A native of Santiago, Chile, Rodrigo Puebla came to Pikeville after spending two seasons at Wallace State Community College in Hanceville, Ala., and it is no accident that his time as a Bear coincided with the most successful run in tennis in school history.
In 2000, Puebla was first-team All-KIAC in both singles and doubles. The following season the Bears took the Mid-South Conference by storm, winning the championship while Puebla was honorable mention in singles and all-conference in doubles. He led the program to consecutive appearances in the NAIA national tournament.
After receiving his degree business administration emphasizing management, Puebla became the coach of the women’s tennis program. Under his guidance, the team was Mid-South Conference champions in 2003 as he was named coach of the year in both the league and the region. He had the league’s player of the year, three first-team all-conference singles players and two first-team doubles pairings as the team reached the NAIA national quarterfinals.
After having one of the best careers in the storied history of Pikeville High School baseball where he finished with a career record of 12-0 while being named first-team all-state, Chad Roberts continued that success at Pikeville College. Chad led the team in wins, strikeouts and earned-run average three times as a Bear.
In 2003 he was selected first-team All-Mid-South Conference after winning seven games and finishing with an ERA of 3.14. But the outing for which he is most remembered was his final one in a Bear uniform. In a 2005 MSC tournament game which went an NAIA record 22 innings, Roberts pitched the first 15 frames in which he threw an amazing 194 pitches and faced a staggering 52 batters.
In his career, Roberts was 18-9 with a 3.38 ERA. In 211.2 innings, he struck out 169 while walking only 71, allowing 151 hits and 102 earned runs.
A member of the celebrated Elite Nine, Michael Sheppard’s career at Pikeville stacks up strongly compared to any since he helped begin the football program with the 2000 club team. Thanks to the efforts of Shep and his teammates, particularly the nine with whom he both started the program and then graduated in 2004, the program was off the ground with a flying start.

────────────────

Problems and tasks
1. In the Pikeville athletics profiles, how many batters did Chad Roberts face in his final game as a Bear?
2. Extend the Pikeville athletics profiles, picking up after the final sentence about Michael Sheppard.

Recorded information
────────────────

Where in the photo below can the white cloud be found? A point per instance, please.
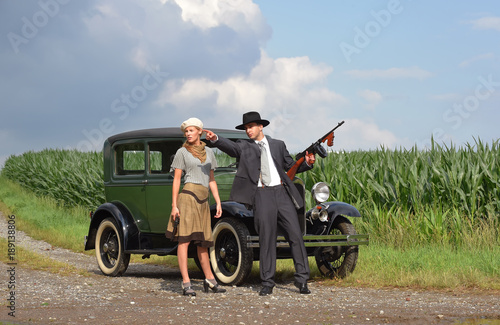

────────────────

The answers
1. 52 batters

2.
Sheppard had 189 career tackles, including 121 solos, both of which were second most for the school at the time of his graduation. At the time of his induction, his 20.5 sacks stood as the school record and his six forced fumbles had been topped only one time.
As a senior, Sheppard had 87 tackles, 56 of them solos, which were both second on the school’s list. His 12 sacks as a junior is still the school record, while the 7.5 he recorded as a senior was fourth. As a junior, he forced four fumbles, which is second at Pikeville. As a senior against Union, Sheppard had 15 tackles in a game, and during his junior season against Bethel, he had six tackles for loss and his five sacks and two forced fumbles that day remain the most in school history.
Buck Harless has been a friend of the university for decades, and was a key figure in the initiation of the football program in 2000.
“Mr. Harless is one of the most philanthropic individuals not only in the mountains of Appalachia but also in the entire country,” said James Hurley, vice-president of the institution. “His kindness and generosity to the university has, in many ways, helped paved the way for a generation of students, particularly from his beloved home of West Virginia. His friendship to our school has been extraordinary.”